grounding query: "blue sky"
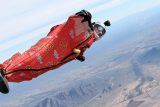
[0,0,160,103]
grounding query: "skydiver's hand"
[76,10,93,30]
[76,56,85,62]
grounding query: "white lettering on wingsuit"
[69,29,74,39]
[36,53,43,64]
[54,50,59,59]
[20,72,25,77]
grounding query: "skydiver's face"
[94,24,106,40]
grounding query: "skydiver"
[0,10,110,94]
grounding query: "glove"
[76,56,85,62]
[76,10,93,31]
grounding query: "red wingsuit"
[0,15,96,82]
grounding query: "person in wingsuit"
[0,10,110,93]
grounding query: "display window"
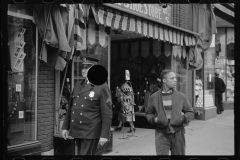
[55,18,110,136]
[6,12,38,147]
[215,28,235,102]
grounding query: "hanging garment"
[164,42,172,57]
[99,25,106,47]
[119,81,135,122]
[74,4,89,51]
[193,4,217,50]
[88,19,96,45]
[33,4,71,52]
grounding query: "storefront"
[215,28,235,109]
[6,5,41,155]
[4,3,214,155]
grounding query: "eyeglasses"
[81,64,93,69]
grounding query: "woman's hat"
[81,54,99,65]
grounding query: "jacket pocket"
[156,116,168,128]
[170,115,182,127]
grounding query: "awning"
[91,5,197,46]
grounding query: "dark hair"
[159,69,173,83]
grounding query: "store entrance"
[110,30,171,128]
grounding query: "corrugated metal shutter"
[187,70,195,107]
[173,4,193,31]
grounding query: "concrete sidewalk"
[105,110,234,156]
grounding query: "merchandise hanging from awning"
[91,5,196,46]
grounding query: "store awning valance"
[91,6,197,46]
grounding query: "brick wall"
[37,62,55,152]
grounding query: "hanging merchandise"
[172,45,177,57]
[99,25,106,47]
[121,43,128,59]
[137,18,142,34]
[177,31,181,45]
[141,41,149,58]
[106,9,113,27]
[153,40,161,57]
[159,26,164,41]
[180,33,186,46]
[182,43,186,59]
[173,30,177,44]
[169,28,173,43]
[184,35,189,46]
[164,42,172,57]
[113,12,121,29]
[148,22,153,37]
[143,21,148,36]
[163,27,169,42]
[154,24,158,39]
[74,4,87,51]
[88,19,96,45]
[129,16,135,32]
[131,42,138,58]
[177,46,182,58]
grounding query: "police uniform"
[62,55,112,155]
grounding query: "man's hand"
[62,129,69,140]
[99,137,108,146]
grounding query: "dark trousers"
[155,128,186,155]
[215,93,224,113]
[75,138,99,155]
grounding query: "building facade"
[3,3,223,155]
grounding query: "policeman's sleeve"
[100,84,112,139]
[182,96,194,123]
[62,82,80,130]
[62,96,73,130]
[146,96,157,125]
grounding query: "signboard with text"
[105,3,172,24]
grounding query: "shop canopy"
[91,5,199,46]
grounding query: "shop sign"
[106,3,172,24]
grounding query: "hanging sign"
[153,40,161,57]
[13,59,23,70]
[14,41,25,48]
[104,3,172,24]
[16,84,22,92]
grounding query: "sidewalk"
[105,110,234,156]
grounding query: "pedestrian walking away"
[146,69,194,155]
[215,69,226,114]
[62,55,112,155]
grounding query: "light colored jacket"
[146,89,194,133]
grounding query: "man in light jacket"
[146,70,194,155]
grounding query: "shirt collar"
[162,89,172,93]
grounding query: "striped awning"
[91,5,197,46]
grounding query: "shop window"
[172,46,188,95]
[7,14,38,147]
[55,21,110,136]
[215,28,235,102]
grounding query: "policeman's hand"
[62,129,69,140]
[99,137,108,146]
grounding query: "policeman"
[62,56,112,155]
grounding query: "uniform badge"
[89,91,95,98]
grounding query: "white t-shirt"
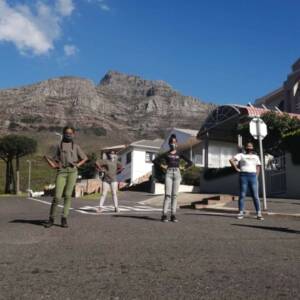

#### [Set exercise]
Lay out all of the data above as a numbered list with one entry per line, omitting blank lines and the pictures.

#### [Reply to the task]
1. grounding query: "blue sky"
2. [0,0,160,103]
3. grounding query: "skydiver's hand"
4. [76,10,93,30]
5. [76,56,85,62]
6. grounding query: "white lettering on wingsuit"
7. [69,29,74,39]
8. [36,53,43,64]
9. [54,50,59,59]
10. [20,72,25,77]
11. grounding query: "skydiver's face"
12. [94,24,106,40]
13. grounding query: "skydiver"
14. [0,10,110,94]
15. grounding query: "glove"
16. [76,56,85,62]
17. [76,10,93,31]
18. grounding query: "red wingsuit"
19. [0,15,96,82]
20. grounding query: "person in wingsuit"
21. [0,10,110,93]
22. grounding query: "display window"
23. [55,18,110,136]
24. [6,12,38,147]
25. [215,28,235,102]
26. grounding query: "hanging garment"
27. [164,42,172,57]
28. [99,25,106,47]
29. [119,81,135,122]
30. [74,4,89,51]
31. [193,4,217,50]
32. [88,19,96,45]
33. [33,4,71,52]
34. grounding query: "storefront"
35. [215,28,235,109]
36. [6,5,41,155]
37. [4,3,214,155]
38. grounding query: "eyeglasses"
39. [81,64,93,69]
40. grounding query: "woman's hat"
41. [81,54,99,65]
42. grounding query: "jacket pocket"
43. [156,116,168,128]
44. [170,115,182,127]
45. grounding query: "awning"
46. [91,5,197,46]
47. grounding query: "dark hair"
48. [159,69,173,83]
49. grounding query: "store entrance"
50. [110,30,171,128]
51. grounding query: "corrugated metal shutter"
52. [187,70,195,107]
53. [173,4,193,31]
54. grounding query: "concrete sidewalk"
55. [105,110,234,156]
56. grounding query: "merchandise hanging from awning"
57. [91,5,196,46]
58. grounding query: "store awning valance"
59. [91,6,197,46]
60. grounding query: "brick wall"
61. [37,62,55,152]
62. grounding query: "hanging merchandise"
63. [172,45,177,57]
64. [99,25,106,47]
65. [121,43,128,59]
66. [137,18,142,34]
67. [177,31,181,45]
68. [141,41,149,58]
69. [106,9,113,27]
70. [153,40,161,57]
71. [159,26,164,41]
72. [180,33,186,46]
73. [182,43,186,59]
74. [173,30,177,44]
75. [169,28,173,43]
76. [184,35,189,46]
77. [164,42,172,57]
78. [113,12,121,29]
79. [148,22,153,37]
80. [143,21,148,36]
81. [163,27,169,42]
82. [154,24,158,39]
83. [74,4,87,51]
84. [88,19,96,45]
85. [129,16,135,32]
86. [131,42,138,58]
87. [177,46,182,58]
88. grounding query: "police uniform"
89. [62,55,112,155]
90. grounding query: "man's hand"
91. [62,129,69,140]
92. [99,137,108,146]
93. grounding query: "dark trousers"
94. [155,128,186,155]
95. [215,93,224,113]
96. [75,138,99,155]
97. grounding query: "building facade"
98. [3,3,223,155]
99. grounding query: "policeman's sleeve"
100. [100,84,112,139]
101. [182,96,194,123]
102. [62,82,80,130]
103. [62,96,73,130]
104. [146,96,157,125]
105. grounding query: "signboard with text"
106. [105,3,172,24]
107. grounding query: "shop canopy"
108. [91,5,199,46]
109. grounding query: "shop sign"
110. [106,3,172,24]
111. grounding query: "hanging sign"
112. [153,40,161,57]
113. [13,59,23,70]
114. [14,41,25,48]
115. [104,3,172,24]
116. [16,84,22,92]
117. grounding query: "sidewalk"
118. [105,110,234,156]
119. grounding query: "pedestrian walking away"
120. [146,69,194,155]
121. [215,69,226,114]
122. [62,55,112,155]
123. grounding query: "light colored jacket"
124. [146,89,194,133]
125. grounding query: "man in light jacket"
126. [146,70,194,155]
127. grounding query: "shirt collar"
128. [162,89,172,93]
129. grounding query: "striped awning"
130. [91,5,197,46]
131. grounding query: "shop window"
132. [172,46,188,95]
133. [7,14,38,147]
134. [55,21,110,136]
135. [215,28,235,102]
136. grounding query: "policeman's hand"
137. [62,129,69,140]
138. [99,137,108,146]
139. grounding query: "policeman"
140. [62,56,112,155]
141. grounding query: "uniform badge"
142. [89,91,95,98]
143. grounding query: "white t-shirt"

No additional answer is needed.